--- Task brief ---
Quote the full listing word for word.
_ _ _ _
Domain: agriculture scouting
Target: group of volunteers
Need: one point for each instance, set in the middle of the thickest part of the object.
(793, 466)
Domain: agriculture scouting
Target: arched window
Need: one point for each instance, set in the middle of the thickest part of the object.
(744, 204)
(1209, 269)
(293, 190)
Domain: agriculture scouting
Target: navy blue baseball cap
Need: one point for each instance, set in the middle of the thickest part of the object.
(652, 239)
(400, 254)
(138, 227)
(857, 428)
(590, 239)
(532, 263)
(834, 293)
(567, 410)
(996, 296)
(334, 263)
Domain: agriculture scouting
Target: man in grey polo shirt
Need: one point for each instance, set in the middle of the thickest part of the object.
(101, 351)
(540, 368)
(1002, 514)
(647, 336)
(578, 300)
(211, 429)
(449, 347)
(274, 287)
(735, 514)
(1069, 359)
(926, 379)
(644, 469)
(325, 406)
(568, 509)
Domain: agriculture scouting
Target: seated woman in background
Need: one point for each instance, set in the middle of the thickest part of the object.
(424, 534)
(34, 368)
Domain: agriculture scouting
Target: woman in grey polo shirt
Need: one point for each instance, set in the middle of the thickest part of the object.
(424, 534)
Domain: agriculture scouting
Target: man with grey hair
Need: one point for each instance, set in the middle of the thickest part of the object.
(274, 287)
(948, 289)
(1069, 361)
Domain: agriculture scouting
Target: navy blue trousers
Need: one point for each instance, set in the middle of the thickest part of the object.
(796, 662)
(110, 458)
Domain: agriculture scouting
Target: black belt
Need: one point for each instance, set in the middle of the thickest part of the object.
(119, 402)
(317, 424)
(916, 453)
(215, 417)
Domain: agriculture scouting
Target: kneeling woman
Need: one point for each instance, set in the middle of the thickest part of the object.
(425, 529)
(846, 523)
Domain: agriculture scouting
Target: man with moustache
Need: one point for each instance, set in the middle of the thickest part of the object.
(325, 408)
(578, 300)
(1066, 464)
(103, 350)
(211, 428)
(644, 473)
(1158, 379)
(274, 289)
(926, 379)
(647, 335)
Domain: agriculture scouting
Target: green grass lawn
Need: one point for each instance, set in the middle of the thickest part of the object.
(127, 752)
_ _ _ _
--- Expected answer ---
Domain: agriculture scouting
Target: group of volunteers
Need: one point for each instance, set in the middle of the thickest part of the object.
(793, 466)
Domain: agriculture scouting
Target: arched window
Need: one point for each instance, set in the middle of the thickest part of the object.
(744, 204)
(1209, 269)
(293, 190)
Domain: agriculture scouting
Target: navy blue baseball cap
Need: one point for each instance, set in the middle of the thickest part of the object.
(652, 239)
(400, 254)
(138, 227)
(857, 428)
(590, 239)
(532, 263)
(834, 293)
(567, 410)
(996, 296)
(334, 263)
Domain: agriculture scouting
Target: man in grey polo shirt
Need: one point for each instance, set in the middle of the thickest part of the object.
(101, 351)
(540, 368)
(1002, 514)
(647, 336)
(578, 300)
(211, 429)
(449, 347)
(274, 287)
(735, 514)
(1069, 359)
(926, 379)
(644, 469)
(325, 406)
(568, 509)
Domain: agriculture scouting
Target: seated woman in background
Need: one point for each instance, set in the middle of the thickest part of the object.
(424, 534)
(34, 368)
Domain: agriculture scouting
Target: woman in grey polo shirt
Need: one point for each instance, set in the middle of the thickest part of the object.
(424, 534)
Domain: agriculture scouting
Target: man with grey hair
Need: one point for each instance, set in the middle of the thickest part of the object.
(274, 287)
(948, 289)
(1069, 361)
Domain: agriculture scouting
Target: navy blue trousers
Need: one point for each instance, set in the middle of the thickest part of the object.
(796, 662)
(110, 458)
Domain: agriculture scouting
Target: black belt
Need: one point for each instance, set in the middle of the thickest part of the object.
(119, 402)
(317, 424)
(916, 453)
(215, 417)
Domain: agriculture scouting
Target: kneeling woman
Need: one point for each instance, set in the middle of the thickest part of the object.
(425, 529)
(846, 523)
Domain: agriculture scouting
Target: man with moustache
Need: one point for each instance, set in the middle of the thickest part of the object.
(325, 408)
(578, 300)
(1066, 464)
(103, 350)
(211, 428)
(644, 473)
(1158, 379)
(274, 289)
(926, 379)
(647, 335)
Domain: agriculture scouting
Target: green grass lawn
Need: one point for each instance, set in the middle of the thickest part of the object.
(127, 752)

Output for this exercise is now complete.